If requests are physically completed but not retired then they will be 
holding unnecessary PM references. So we need to flush those out before 
checking for idle.

>
>> increase the timeout in gt_drop_caches for the intel_engines_are_idle
>> check.
>
> Same here - why?
@Matthew Brost - do you recall which particular tests were hitting an 
issue? I'm guessing gem_ctx_create? I believe that's the one that 
creates and destroys thousands of contexts. That is much slower with GuC 
(GuC communication required) than with execlists (i915 internal state 
change only).

John.



>
> Regards,
>
> Tvrtko
>
>> Signed-off-by: Matthew Brost <matthew.brost@intel.com>
>> ---
>>   drivers/gpu/drm/i915/gt/intel_engine_cs.c | 13 +++++++++++++
>>   drivers/gpu/drm/i915/i915_debugfs.c       |  6 +++---
>>   drivers/gpu/drm/i915/i915_drv.h           |  2 +-
>>   3 files changed, 17 insertions(+), 4 deletions(-)
>>
>> diff --git a/drivers/gpu/drm/i915/gt/intel_engine_cs.c 
>> b/drivers/gpu/drm/i915/gt/intel_engine_cs.c
>> index 283870c659911..959a7c92e8f4d 100644
>> --- a/drivers/gpu/drm/i915/gt/intel_engine_cs.c
>> +++ b/drivers/gpu/drm/i915/gt/intel_engine_cs.c
>> @@ -1602,6 +1602,9 @@ static bool ring_is_idle(struct intel_engine_cs 
>> *engine)
>>   {
>>       bool idle = true;
>>   +    /* GuC submission shouldn't access HEAD & TAIL via MMIO */
>> +    GEM_BUG_ON(intel_engine_uses_guc(engine));
>> +
>>       if (I915_SELFTEST_ONLY(!engine->mmio_base))

### DATA SEGMENT
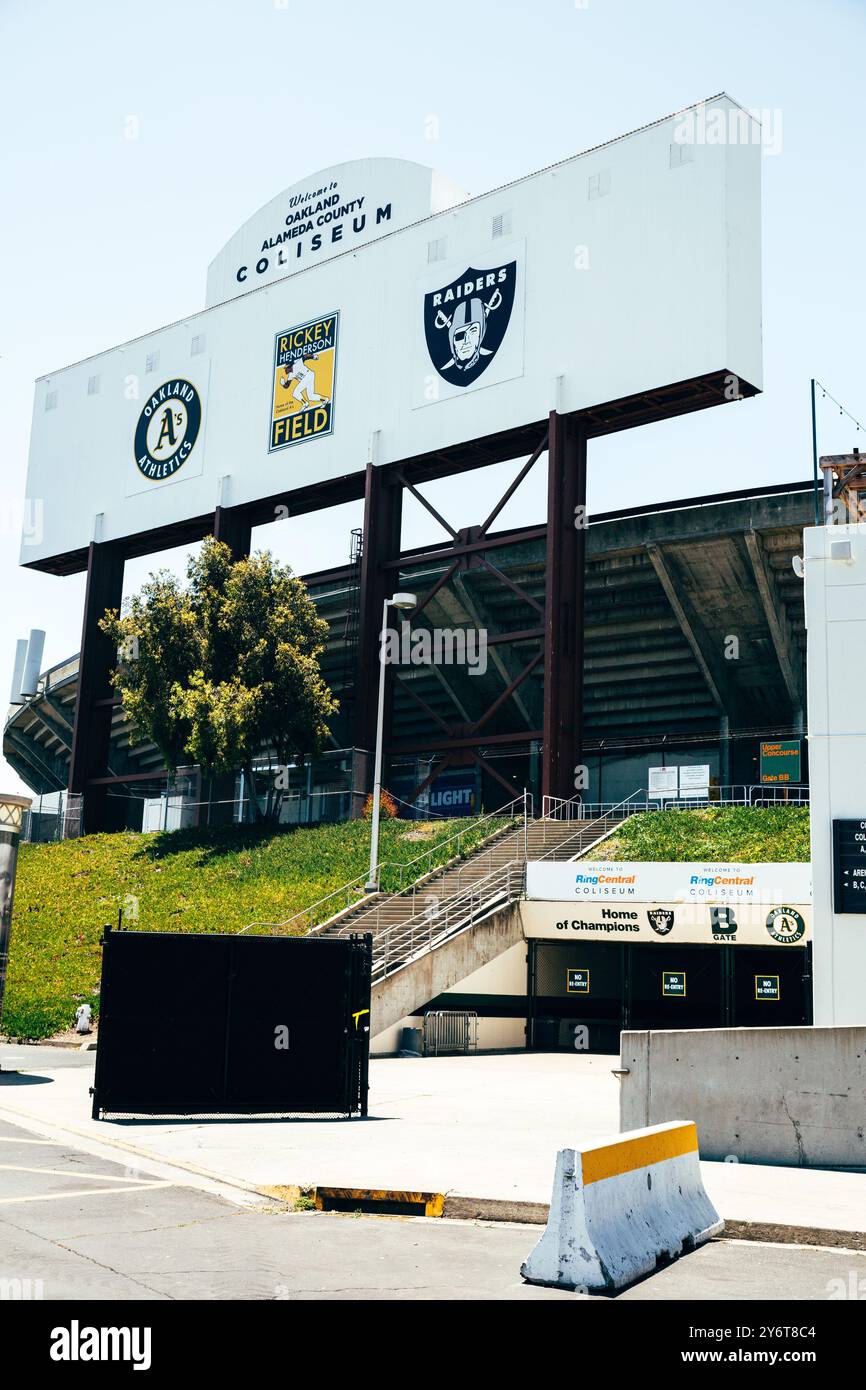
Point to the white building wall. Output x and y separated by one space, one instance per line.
836 626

### EXERCISE A
Decide whether each statement below agrees with the patch discussion. For each one, answer yes or no and quote the deciding words of the patch discussion exactly: (i) Requests that are physically completed but not retired hold unnecessary PM references. (ii) Creating and destroying contexts is faster with GuC than with execlists. (iii) The patch changes three files.
### EXERCISE B
Rewrite the stretch of the patch discussion from "If requests are" through "change only).", replacing "thousands" with "hundreds".
### EXERCISE C
Extend the patch discussion beyond its final line.

### EXPECTED ANSWER A
(i) Yes: "If requests are physically completed but not retired then they will be holding unnecessary PM references."
(ii) No: "That is much slower with GuC (GuC communication required) than with execlists (i915 internal state change only)."
(iii) Yes: "3 files changed, 17 insertions(+), 4 deletions(-)"

### EXPECTED ANSWER B
If requests are physically completed but not retired then they will be 
holding unnecessary PM references. So we need to flush those out before 
checking for idle.

>
>> increase the timeout in gt_drop_caches for the intel_engines_are_idle
>> check.
>
> Same here - why?
@Matthew Brost - do you recall which particular tests were hitting an 
issue? I'm guessing gem_ctx_create? I believe that's the one that 
creates and destroys hundreds of contexts. That is much slower with GuC 
(GuC communication required) than with execlists (i915 internal state 
change only).

### EXPECTED ANSWER C
>>           return true;
>>   @@ -1668,6 +1671,16 @@ bool intel_engine_is_idle(struct 
>> intel_engine_cs *engine)
>>       if (!i915_sched_engine_is_empty(engine->sched_engine))
>>           return false;
>>   +    /*
>> +     * We shouldn't touch engine registers with GuC submission as 
>> the GuC
>> +     * owns the registers. Let's tie the idle to engine pm, at worst 
>> this
>> +     * function sometimes will falsely report non-idle when idle 
>> during the
>> +     * delay to retire requests or with virtual engines and a request
>> +     * running on another instance within the same class / submit mask.
>> +     */
>> +    if (intel_engine_uses_guc(engine))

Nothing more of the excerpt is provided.